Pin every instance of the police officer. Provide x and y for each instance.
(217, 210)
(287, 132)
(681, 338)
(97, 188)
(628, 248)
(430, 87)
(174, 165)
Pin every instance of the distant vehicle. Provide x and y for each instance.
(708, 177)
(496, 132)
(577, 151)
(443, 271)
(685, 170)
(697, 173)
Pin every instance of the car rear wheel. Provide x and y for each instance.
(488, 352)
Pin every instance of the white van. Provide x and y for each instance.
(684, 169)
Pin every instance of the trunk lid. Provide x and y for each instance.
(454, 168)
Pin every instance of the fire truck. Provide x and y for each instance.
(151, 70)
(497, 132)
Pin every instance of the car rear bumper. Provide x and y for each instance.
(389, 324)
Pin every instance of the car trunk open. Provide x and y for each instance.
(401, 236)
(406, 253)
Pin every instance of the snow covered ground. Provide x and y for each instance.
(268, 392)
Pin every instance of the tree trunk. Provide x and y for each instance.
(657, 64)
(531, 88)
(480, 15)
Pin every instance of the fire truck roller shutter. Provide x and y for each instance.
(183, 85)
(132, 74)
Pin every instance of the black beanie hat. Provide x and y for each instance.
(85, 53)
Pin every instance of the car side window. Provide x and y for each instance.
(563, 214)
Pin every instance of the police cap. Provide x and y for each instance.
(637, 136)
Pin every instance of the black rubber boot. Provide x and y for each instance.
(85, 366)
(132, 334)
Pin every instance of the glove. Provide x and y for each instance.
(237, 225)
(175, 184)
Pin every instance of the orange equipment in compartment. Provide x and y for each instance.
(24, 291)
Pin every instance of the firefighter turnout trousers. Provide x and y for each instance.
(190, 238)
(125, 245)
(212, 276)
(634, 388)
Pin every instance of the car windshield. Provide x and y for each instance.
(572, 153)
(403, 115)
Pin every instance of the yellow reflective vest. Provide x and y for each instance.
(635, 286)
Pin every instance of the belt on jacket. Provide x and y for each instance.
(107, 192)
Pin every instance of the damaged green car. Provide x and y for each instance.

++++++

• _To do_
Each line above needs to be written out again exactly.

• _Reply to the exercise_
Pin every instance of the police officer. Provide x and y for each instance.
(217, 210)
(287, 132)
(681, 338)
(97, 188)
(628, 248)
(430, 87)
(174, 165)
Pin every instance of the distant vehicle. Provide x and y for each instance.
(708, 177)
(496, 132)
(577, 151)
(443, 271)
(685, 170)
(697, 173)
Pin every instance of the car rear wheel. Provide x and y for each instance.
(488, 352)
Pin every instance of the white van. Provide x and y for each instance.
(684, 169)
Pin every instance of the trunk lid. Provide x and y for each instance.
(454, 168)
Pin every instance of the fire truck. Provide x and y for each instance.
(151, 70)
(497, 132)
Pin every instance of the car rear bumper. Provide x and y for each instance.
(389, 324)
Pin every instance of the car trunk open. Provide x and y for each instance.
(401, 236)
(406, 253)
Pin every instance of the snow covered ground. Provide x and y for each instance.
(268, 392)
Pin every instance of the tree trunk. Provide x and y for each instance.
(657, 64)
(531, 88)
(480, 15)
Pin every instance of the fire truck roller shutter. Provide x and y for each instance.
(183, 85)
(132, 74)
Pin every instance of the black beanie hat. Provide x and y for each instance.
(85, 53)
Pin every instance of the car side window. Provide x and y for each instance.
(563, 214)
Pin every instance of the police cap. Provide x and y for each instance.
(637, 136)
Pin every instance of the black rubber boot. Provide x and y for each instance.
(85, 366)
(132, 334)
Pin every instance of the glove. Provide x and y for each instance.
(237, 225)
(175, 184)
Pin every instance of the orange equipment in compartment. Provide x and y for each instance.
(24, 291)
Pin every instance of the firefighter turnout trousers. Provide x and y for each instance.
(190, 238)
(125, 245)
(212, 276)
(634, 388)
Pin every instance of the car windshield. Provide x and y for each instance.
(572, 153)
(403, 115)
Pin every instance of the yellow reflective vest. Provide x and y for each instance.
(635, 286)
Pin every instance of the belt on jacket. Provide x and y for each instance.
(107, 192)
Pin every instance of the damaged green car. Provide x and y for each instance.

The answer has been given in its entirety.